### Natural-language object grounding data
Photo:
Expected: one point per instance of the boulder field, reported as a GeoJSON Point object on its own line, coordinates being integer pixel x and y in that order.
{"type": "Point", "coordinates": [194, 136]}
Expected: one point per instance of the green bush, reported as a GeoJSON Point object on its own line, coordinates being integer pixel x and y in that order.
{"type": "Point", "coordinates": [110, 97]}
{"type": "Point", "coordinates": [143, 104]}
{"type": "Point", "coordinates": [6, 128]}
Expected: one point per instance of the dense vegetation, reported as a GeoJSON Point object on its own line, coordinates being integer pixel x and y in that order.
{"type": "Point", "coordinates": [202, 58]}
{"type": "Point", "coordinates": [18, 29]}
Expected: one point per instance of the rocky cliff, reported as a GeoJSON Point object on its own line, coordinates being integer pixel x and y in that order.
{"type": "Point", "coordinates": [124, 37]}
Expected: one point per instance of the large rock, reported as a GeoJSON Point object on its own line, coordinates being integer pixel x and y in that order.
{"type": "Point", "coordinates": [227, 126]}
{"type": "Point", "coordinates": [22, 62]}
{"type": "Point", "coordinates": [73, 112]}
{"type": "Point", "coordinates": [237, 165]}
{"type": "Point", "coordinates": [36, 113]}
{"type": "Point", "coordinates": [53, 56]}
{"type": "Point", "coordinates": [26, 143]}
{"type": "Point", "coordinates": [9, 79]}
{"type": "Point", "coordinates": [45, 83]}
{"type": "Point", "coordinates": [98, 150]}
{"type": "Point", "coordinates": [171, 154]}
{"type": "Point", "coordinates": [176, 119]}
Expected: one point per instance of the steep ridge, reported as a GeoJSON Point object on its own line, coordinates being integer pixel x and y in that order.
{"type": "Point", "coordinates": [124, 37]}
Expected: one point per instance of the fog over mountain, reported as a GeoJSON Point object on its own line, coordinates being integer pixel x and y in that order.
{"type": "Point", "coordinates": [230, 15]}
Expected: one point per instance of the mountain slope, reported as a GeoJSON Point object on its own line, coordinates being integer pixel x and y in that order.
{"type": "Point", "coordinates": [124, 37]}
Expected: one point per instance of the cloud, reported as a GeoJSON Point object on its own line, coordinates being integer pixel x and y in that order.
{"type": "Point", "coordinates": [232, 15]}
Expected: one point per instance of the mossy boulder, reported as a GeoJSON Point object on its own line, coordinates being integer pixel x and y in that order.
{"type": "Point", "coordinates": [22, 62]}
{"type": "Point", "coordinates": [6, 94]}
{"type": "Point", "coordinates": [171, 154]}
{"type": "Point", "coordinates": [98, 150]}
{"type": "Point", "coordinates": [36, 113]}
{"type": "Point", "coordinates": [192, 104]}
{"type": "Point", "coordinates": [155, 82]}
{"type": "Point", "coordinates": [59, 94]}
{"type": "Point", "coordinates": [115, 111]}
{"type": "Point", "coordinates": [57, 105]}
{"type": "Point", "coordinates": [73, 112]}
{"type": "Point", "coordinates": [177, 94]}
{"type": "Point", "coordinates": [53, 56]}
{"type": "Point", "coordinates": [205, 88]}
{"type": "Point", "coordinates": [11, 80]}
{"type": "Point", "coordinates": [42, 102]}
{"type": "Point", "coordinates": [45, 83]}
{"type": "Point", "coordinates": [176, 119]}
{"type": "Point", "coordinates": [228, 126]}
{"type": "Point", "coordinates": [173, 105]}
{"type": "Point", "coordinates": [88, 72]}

### Aim of the exercise
The entire set of entries, and nothing else, should be set down exactly.

### The completed task
Photo:
Expected: one point per instance of the boulder field, reported as a GeoJSON Point object on its own line, coordinates being integer pixel x and y in that order.
{"type": "Point", "coordinates": [194, 136]}
Expected: one point per instance of the green bush, reported as a GeoJSON Point object on its own line, coordinates being integer pixel x and y in that order.
{"type": "Point", "coordinates": [110, 97]}
{"type": "Point", "coordinates": [143, 104]}
{"type": "Point", "coordinates": [6, 128]}
Expected: one point per instance of the dense vegetation, reported as a GeoJSON Point object on its own line, coordinates being integer pixel x and y in that order.
{"type": "Point", "coordinates": [202, 58]}
{"type": "Point", "coordinates": [18, 29]}
Expected: one point per instance of the rocky cliff, reported as a GeoJSON Point object on its own line, coordinates being integer pixel x and y in that order.
{"type": "Point", "coordinates": [124, 37]}
Expected: one point per instance of the large rock, reported as a GeoJSON Point object on its own line, coordinates being integer pixel x and y in that order.
{"type": "Point", "coordinates": [227, 126]}
{"type": "Point", "coordinates": [22, 62]}
{"type": "Point", "coordinates": [73, 112]}
{"type": "Point", "coordinates": [237, 165]}
{"type": "Point", "coordinates": [36, 113]}
{"type": "Point", "coordinates": [53, 56]}
{"type": "Point", "coordinates": [26, 143]}
{"type": "Point", "coordinates": [9, 79]}
{"type": "Point", "coordinates": [45, 83]}
{"type": "Point", "coordinates": [98, 150]}
{"type": "Point", "coordinates": [171, 154]}
{"type": "Point", "coordinates": [176, 119]}
Expected: one point per instance of the steep ridge, reported as a GeoJSON Point object on its own line, coordinates being integer pixel x and y in that order.
{"type": "Point", "coordinates": [124, 37]}
Expected: one point per instance of the fog over mountain, reported as a GeoJSON Point object on its own line, coordinates being integer pixel x and y in that order.
{"type": "Point", "coordinates": [230, 15]}
Expected: one point per instance of the mountain slope, reported as a GeoJSON Point object on its own line, coordinates being integer pixel x and y in that order.
{"type": "Point", "coordinates": [124, 37]}
Expected: one point per instance of the cloud, reported as a GeoJSON Point object on its own line, coordinates being integer pixel x and y in that order.
{"type": "Point", "coordinates": [232, 15]}
Expected: one point per instance of the mossy boulder, reported as a GeoJSON Point object on its own line, coordinates being integer pixel x and y in that order.
{"type": "Point", "coordinates": [22, 62]}
{"type": "Point", "coordinates": [6, 94]}
{"type": "Point", "coordinates": [171, 154]}
{"type": "Point", "coordinates": [98, 150]}
{"type": "Point", "coordinates": [36, 113]}
{"type": "Point", "coordinates": [192, 104]}
{"type": "Point", "coordinates": [155, 82]}
{"type": "Point", "coordinates": [59, 94]}
{"type": "Point", "coordinates": [115, 111]}
{"type": "Point", "coordinates": [57, 105]}
{"type": "Point", "coordinates": [73, 112]}
{"type": "Point", "coordinates": [177, 94]}
{"type": "Point", "coordinates": [53, 56]}
{"type": "Point", "coordinates": [205, 88]}
{"type": "Point", "coordinates": [11, 80]}
{"type": "Point", "coordinates": [42, 102]}
{"type": "Point", "coordinates": [45, 83]}
{"type": "Point", "coordinates": [176, 119]}
{"type": "Point", "coordinates": [228, 126]}
{"type": "Point", "coordinates": [173, 105]}
{"type": "Point", "coordinates": [88, 72]}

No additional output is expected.